>> BEGIN Source excerpt
It seems your try to show "Schrödinger-Eq. $\Rightarrow E=\hbar\omega$", but whats going on is "S.Eq$ \Leftarrow E=\hbar\omega$"

It's called energy there, because that was the way the Schrödinger Equation was designed in the first place:

De Broglie ($p = \hbar k $) and Planck ($E=\hbar\omega$) precede the Schrödinger Equation, which I would say are somewhat empirical observations or postulates if you like.

The Schrödinger equation is constructed in such a way, that it describes a wave with the Dispersion relation of a classical free particle $E=\frac{p^2}{2m}$ with the above mentioned relations to incorporate the actual wave quantities $\lambda$ and $\omega$.

What you have done is just going backwards again there: you went from the Schroedinger equation back to $E=\hbar\omega = \frac{\hbar^2k^2}{2m}$ which is $E=\frac{p^2}{2m}$ because this relation (Planck & De-Broglie) were used to construct the Schrödinger Equation.
>> END Source excerpt
Short problem A
Set out the records as a numbered list, starting at the line that contains "gear shown in this photo." and running through the last line of the records, with blank lines omitted.
>> BEGIN Listed entries
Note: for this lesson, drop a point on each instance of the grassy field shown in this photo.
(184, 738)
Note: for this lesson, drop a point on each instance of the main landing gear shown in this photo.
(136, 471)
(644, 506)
>> END Listed entries
Short problem B
Reproduce a portion of the passage on the Schrödinger equation word for word, starting at the words "It seems your" and ending after the words "if you like.".

Correct answer A
1. Note: for this lesson, drop a point on each instance of the main landing gear shown in this photo.
2. (136, 471)
3. (644, 506)

Correct answer B
It seems your try to show "Schrödinger-Eq. $\Rightarrow E=\hbar\omega$", but whats going on is "S.Eq$ \Leftarrow E=\hbar\omega$"

It's called energy there, because that was the way the Schrödinger Equation was designed in the first place:

De Broglie ($p = \hbar k $) and Planck ($E=\hbar\omega$) precede the Schrödinger Equation, which I would say are somewhat empirical observations or postulates if you like.